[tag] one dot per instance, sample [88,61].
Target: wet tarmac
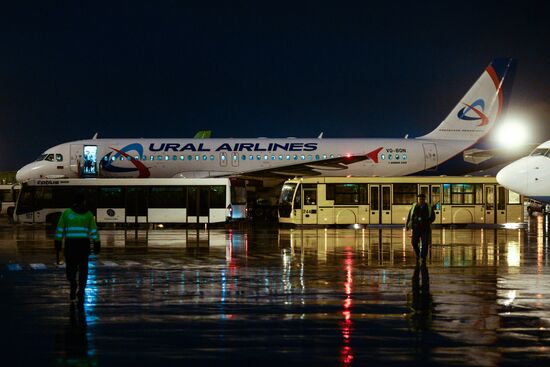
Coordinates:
[269,297]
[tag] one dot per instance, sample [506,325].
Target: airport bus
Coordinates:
[8,193]
[387,200]
[127,200]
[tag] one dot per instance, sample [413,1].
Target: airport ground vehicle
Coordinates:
[130,200]
[8,194]
[387,200]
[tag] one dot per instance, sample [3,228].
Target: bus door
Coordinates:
[235,159]
[309,211]
[136,205]
[501,205]
[435,202]
[380,204]
[198,208]
[374,213]
[489,204]
[386,204]
[430,156]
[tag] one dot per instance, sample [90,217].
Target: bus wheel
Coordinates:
[52,219]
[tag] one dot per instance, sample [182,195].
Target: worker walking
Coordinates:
[420,218]
[77,225]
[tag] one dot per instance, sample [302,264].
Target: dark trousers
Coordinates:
[421,235]
[77,252]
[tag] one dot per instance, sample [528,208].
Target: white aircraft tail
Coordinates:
[478,111]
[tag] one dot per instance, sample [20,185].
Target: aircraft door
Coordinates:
[489,204]
[297,206]
[136,205]
[198,208]
[235,159]
[223,159]
[309,211]
[386,204]
[374,213]
[76,159]
[430,156]
[501,205]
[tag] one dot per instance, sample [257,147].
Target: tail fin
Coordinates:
[478,111]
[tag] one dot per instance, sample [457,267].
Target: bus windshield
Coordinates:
[287,193]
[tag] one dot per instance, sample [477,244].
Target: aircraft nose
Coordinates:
[514,176]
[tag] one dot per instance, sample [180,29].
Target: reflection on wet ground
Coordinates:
[274,296]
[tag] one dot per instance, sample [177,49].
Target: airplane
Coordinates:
[530,175]
[467,123]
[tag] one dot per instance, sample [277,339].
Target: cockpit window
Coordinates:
[539,151]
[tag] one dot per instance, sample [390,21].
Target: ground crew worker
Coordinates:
[419,220]
[78,226]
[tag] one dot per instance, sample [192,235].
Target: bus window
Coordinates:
[310,194]
[217,196]
[404,193]
[111,197]
[346,194]
[436,197]
[167,197]
[501,198]
[513,197]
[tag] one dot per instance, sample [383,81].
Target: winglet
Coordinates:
[203,134]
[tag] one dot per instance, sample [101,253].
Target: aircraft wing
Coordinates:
[309,168]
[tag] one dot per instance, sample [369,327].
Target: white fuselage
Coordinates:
[529,176]
[229,157]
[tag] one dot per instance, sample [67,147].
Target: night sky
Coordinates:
[250,69]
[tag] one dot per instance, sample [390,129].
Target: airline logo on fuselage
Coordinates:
[474,112]
[107,163]
[234,147]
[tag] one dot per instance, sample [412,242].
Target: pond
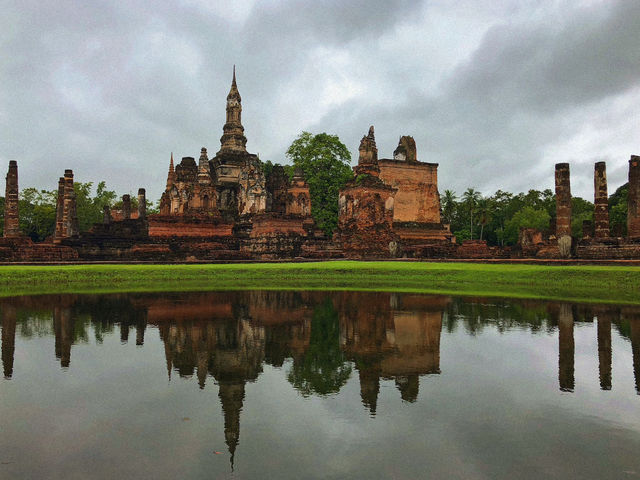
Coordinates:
[265,384]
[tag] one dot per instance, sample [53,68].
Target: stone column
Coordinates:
[633,201]
[566,349]
[563,209]
[600,201]
[11,217]
[106,215]
[634,324]
[142,203]
[126,207]
[604,350]
[59,233]
[70,215]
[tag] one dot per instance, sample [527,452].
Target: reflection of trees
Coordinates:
[322,368]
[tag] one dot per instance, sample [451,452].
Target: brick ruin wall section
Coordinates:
[633,205]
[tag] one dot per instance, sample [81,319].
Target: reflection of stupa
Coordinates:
[230,349]
[392,337]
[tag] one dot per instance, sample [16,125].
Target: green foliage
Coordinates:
[580,210]
[322,369]
[579,283]
[618,211]
[526,217]
[325,163]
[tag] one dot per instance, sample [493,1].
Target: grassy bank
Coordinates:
[580,283]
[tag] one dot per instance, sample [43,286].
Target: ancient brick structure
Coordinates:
[601,201]
[563,209]
[240,182]
[69,213]
[277,185]
[633,199]
[11,218]
[142,203]
[189,188]
[416,211]
[365,217]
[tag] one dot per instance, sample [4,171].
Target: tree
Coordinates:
[324,161]
[470,199]
[484,210]
[618,211]
[448,206]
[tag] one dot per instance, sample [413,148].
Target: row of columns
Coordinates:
[66,206]
[601,201]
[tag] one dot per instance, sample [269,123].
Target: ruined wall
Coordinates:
[633,202]
[417,199]
[11,218]
[600,201]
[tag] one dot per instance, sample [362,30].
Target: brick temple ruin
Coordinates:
[226,208]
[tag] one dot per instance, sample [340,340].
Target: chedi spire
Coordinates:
[233,139]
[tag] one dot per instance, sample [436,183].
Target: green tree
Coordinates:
[448,203]
[527,217]
[325,163]
[484,211]
[322,369]
[581,210]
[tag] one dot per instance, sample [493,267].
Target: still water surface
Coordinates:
[317,385]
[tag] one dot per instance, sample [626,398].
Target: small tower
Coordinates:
[233,139]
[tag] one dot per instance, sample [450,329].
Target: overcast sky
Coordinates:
[496,92]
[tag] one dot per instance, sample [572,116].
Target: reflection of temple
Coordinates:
[395,337]
[320,337]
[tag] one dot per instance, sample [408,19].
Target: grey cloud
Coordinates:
[110,89]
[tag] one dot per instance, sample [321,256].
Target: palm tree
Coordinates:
[470,199]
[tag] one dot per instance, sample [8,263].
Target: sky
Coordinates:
[496,93]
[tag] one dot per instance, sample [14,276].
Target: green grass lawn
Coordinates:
[581,283]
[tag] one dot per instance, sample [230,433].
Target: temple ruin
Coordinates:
[229,208]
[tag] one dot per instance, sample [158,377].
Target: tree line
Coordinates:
[325,162]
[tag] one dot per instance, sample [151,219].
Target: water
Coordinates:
[317,385]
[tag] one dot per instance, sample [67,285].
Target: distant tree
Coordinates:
[470,199]
[581,210]
[527,217]
[322,369]
[325,163]
[484,211]
[618,211]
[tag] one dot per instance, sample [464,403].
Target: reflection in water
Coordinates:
[320,338]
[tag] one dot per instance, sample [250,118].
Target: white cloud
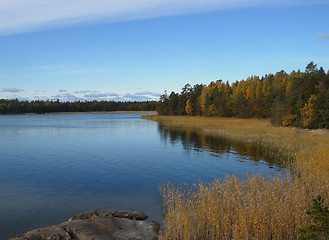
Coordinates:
[101,95]
[323,36]
[66,97]
[30,15]
[134,97]
[12,90]
[148,93]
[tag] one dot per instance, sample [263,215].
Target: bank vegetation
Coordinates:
[253,207]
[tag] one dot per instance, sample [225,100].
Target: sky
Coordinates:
[134,50]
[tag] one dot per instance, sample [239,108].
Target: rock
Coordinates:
[98,225]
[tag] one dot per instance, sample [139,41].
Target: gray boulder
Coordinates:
[98,225]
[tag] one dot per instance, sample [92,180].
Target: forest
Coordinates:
[20,107]
[299,99]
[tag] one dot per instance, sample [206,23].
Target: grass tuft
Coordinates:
[253,207]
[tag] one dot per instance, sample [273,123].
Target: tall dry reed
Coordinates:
[254,207]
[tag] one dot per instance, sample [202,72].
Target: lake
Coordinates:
[55,166]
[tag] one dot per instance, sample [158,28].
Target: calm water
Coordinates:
[55,166]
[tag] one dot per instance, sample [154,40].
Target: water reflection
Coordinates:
[194,140]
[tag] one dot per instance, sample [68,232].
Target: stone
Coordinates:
[98,225]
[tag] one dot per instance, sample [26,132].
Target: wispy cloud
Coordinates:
[101,95]
[12,90]
[323,36]
[134,97]
[66,97]
[29,15]
[146,93]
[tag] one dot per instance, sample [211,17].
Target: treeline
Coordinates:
[298,99]
[20,107]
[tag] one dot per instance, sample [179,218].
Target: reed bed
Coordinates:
[253,207]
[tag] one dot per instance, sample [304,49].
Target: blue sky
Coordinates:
[134,50]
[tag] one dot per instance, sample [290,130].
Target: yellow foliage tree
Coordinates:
[188,108]
[308,112]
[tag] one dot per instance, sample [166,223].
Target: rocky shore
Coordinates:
[98,225]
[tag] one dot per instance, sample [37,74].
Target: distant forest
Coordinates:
[299,99]
[21,107]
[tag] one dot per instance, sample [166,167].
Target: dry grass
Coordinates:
[254,207]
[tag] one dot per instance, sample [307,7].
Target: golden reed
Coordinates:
[253,207]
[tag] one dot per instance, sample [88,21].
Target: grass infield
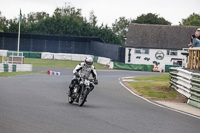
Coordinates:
[57,63]
[154,87]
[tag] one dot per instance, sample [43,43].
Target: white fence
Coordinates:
[73,57]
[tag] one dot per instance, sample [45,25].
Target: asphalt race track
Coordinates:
[38,104]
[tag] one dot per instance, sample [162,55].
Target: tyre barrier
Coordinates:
[49,72]
[187,83]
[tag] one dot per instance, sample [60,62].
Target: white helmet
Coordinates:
[89,61]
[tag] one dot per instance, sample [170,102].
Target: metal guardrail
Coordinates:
[194,58]
[186,83]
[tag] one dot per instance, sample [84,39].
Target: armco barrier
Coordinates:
[186,83]
[49,72]
[135,67]
[15,67]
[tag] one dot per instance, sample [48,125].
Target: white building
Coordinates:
[157,44]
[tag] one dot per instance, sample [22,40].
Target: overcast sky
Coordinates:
[107,10]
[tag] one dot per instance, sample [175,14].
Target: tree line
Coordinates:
[69,21]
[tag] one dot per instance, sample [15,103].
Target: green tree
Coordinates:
[3,23]
[93,19]
[151,18]
[120,28]
[192,20]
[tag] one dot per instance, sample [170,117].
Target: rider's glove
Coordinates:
[96,82]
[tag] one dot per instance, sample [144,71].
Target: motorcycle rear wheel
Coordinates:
[83,97]
[70,100]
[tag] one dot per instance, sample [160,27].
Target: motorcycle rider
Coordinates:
[83,69]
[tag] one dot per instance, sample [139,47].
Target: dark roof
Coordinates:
[159,36]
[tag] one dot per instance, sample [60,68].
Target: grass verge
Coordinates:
[155,88]
[57,63]
[7,74]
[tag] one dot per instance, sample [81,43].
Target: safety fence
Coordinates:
[134,67]
[186,83]
[81,57]
[62,44]
[15,67]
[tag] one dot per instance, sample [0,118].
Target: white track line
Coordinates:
[157,103]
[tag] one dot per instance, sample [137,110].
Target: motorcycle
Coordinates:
[81,90]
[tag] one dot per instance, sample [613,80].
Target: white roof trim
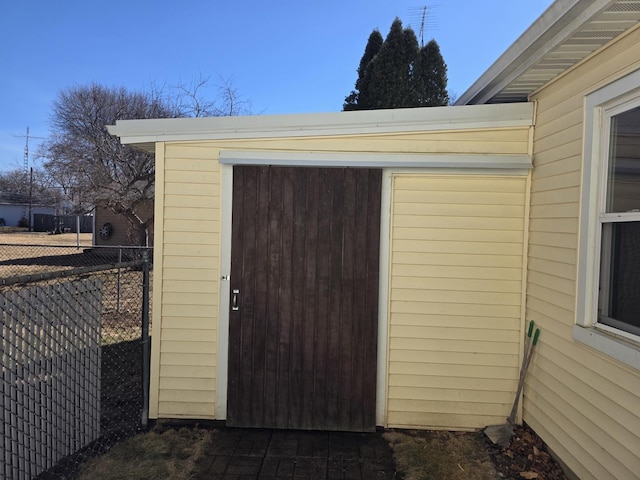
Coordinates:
[374,160]
[146,132]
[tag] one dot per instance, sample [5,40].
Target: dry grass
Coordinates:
[175,454]
[440,455]
[22,237]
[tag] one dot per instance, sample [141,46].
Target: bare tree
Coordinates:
[84,159]
[92,167]
[191,99]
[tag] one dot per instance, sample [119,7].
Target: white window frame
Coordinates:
[600,107]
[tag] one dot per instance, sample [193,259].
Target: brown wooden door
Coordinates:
[303,325]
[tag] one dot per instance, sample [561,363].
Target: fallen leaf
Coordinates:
[529,475]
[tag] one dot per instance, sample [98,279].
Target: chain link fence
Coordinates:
[75,352]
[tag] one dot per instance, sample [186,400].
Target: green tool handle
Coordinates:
[535,337]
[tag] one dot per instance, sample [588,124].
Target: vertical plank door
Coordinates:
[304,298]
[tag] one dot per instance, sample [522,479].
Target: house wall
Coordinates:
[456,299]
[186,313]
[13,213]
[581,402]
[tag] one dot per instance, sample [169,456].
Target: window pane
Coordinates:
[623,191]
[620,305]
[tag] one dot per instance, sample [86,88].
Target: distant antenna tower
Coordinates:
[425,16]
[25,166]
[26,171]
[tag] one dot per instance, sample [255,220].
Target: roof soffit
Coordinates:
[565,34]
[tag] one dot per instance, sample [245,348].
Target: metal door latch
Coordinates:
[234,300]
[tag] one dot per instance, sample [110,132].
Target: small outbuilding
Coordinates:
[350,270]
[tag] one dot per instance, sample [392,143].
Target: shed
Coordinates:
[354,269]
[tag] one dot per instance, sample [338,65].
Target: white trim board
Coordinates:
[374,160]
[144,133]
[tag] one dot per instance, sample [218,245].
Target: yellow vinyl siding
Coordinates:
[457,246]
[583,403]
[190,268]
[188,201]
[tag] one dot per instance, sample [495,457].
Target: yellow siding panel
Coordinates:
[446,271]
[190,383]
[455,299]
[187,343]
[188,359]
[581,402]
[187,409]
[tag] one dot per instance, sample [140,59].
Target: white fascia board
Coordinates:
[374,160]
[554,26]
[407,120]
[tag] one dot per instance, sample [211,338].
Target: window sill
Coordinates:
[624,351]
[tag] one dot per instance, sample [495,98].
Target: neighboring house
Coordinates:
[348,270]
[15,207]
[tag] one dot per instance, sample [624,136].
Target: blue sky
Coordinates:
[284,56]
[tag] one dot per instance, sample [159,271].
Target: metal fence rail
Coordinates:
[75,350]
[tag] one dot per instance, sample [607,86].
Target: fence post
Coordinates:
[118,284]
[145,338]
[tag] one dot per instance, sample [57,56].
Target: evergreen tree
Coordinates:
[358,97]
[430,77]
[397,73]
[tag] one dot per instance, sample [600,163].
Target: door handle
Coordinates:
[234,300]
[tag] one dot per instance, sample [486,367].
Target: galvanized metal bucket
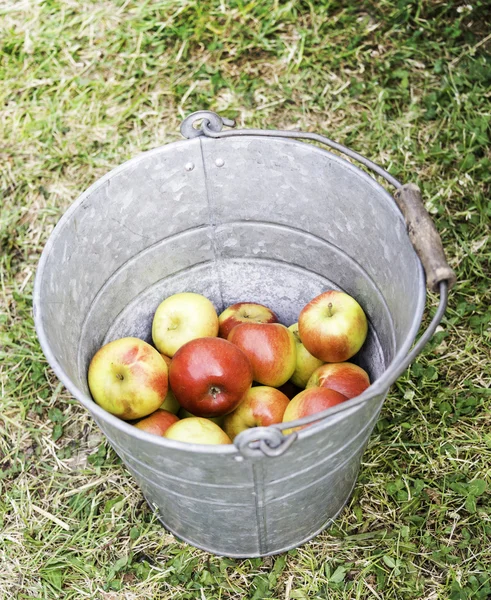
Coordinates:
[237,215]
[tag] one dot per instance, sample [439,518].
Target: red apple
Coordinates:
[209,376]
[332,326]
[346,378]
[181,318]
[197,431]
[305,363]
[158,422]
[244,312]
[270,347]
[260,407]
[170,402]
[310,402]
[128,378]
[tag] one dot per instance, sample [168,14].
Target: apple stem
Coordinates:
[214,391]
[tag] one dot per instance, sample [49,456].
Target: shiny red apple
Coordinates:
[209,376]
[270,347]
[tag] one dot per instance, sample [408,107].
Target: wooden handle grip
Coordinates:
[424,237]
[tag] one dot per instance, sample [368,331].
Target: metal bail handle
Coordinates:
[211,120]
[260,441]
[270,441]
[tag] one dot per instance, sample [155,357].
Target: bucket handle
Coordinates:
[440,278]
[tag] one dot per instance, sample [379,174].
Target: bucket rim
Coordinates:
[376,389]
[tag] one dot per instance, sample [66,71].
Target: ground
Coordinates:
[87,85]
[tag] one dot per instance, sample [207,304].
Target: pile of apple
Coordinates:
[211,376]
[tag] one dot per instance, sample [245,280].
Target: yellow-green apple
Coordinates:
[310,402]
[128,378]
[185,414]
[289,389]
[158,422]
[346,378]
[271,349]
[332,326]
[170,402]
[181,318]
[261,406]
[305,363]
[209,376]
[197,431]
[244,312]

---

> **EXERCISE DIRECTIONS**: Both the line containing "[tag] one dot per instance, sample [15,103]." and the line containing "Target: house wall" above belong in the output, as do the lines between them. Print them exactly, without pictures.

> **RESPONSE TO THIS EXERCISE**:
[tag] one dot per instance, sample [15,103].
Target: green tree
Coordinates:
[3,23]
[93,19]
[151,18]
[120,28]
[192,20]
[tag] one dot per instance, sample [170,117].
Target: rider's glove
Coordinates:
[96,82]
[tag] one dot per instance, sample [144,71].
Target: motorcycle rear wheel
Coordinates:
[83,97]
[70,100]
[tag] one dot per instance, sample [160,27].
Target: motorcycle rider
Coordinates:
[83,69]
[tag] one dot per instance, sample [139,47].
Target: dark roof
Coordinates:
[159,36]
[tag] one dot per instance, sample [60,68].
Target: grass verge
Coordinates:
[155,88]
[57,63]
[7,74]
[tag] one dot per instance, sample [81,43].
Target: safety fence
Coordinates:
[134,67]
[186,83]
[81,57]
[62,44]
[15,67]
[tag] one dot per instance, sample [0,118].
Target: white track line
Coordinates:
[157,103]
[tag] one dot per instance, sample [137,110].
Target: motorcycle
Coordinates:
[81,90]
[tag] one dot per instance, sample [613,80].
Target: white roof trim
Coordinates:
[374,160]
[146,132]
[tag] one dot per instance, sample [5,40].
Target: dry grass
Coordinates:
[175,454]
[440,455]
[22,237]
[tag] one dot per instance, sample [141,46].
Target: bare tree
Coordinates:
[84,159]
[92,167]
[191,99]
[tag] one dot per instance, sample [119,7].
Target: white window frame
Coordinates:
[600,107]
[tag] one dot per instance, sample [193,259].
Target: brown wooden door
Coordinates:
[303,325]
[tag] one dot per instance, sample [561,363].
Target: fallen leaf
Coordinates:
[529,475]
[tag] one dot per instance, sample [98,279].
Target: chain link fence
Coordinates:
[75,352]
[tag] one dot per instance, sample [186,400].
Target: green tool handle
Coordinates:
[535,337]
[tag] one dot per instance, sample [588,124].
Target: vertical plank door
Coordinates:
[304,298]
[tag] one dot per instance, sample [522,479].
Target: house wall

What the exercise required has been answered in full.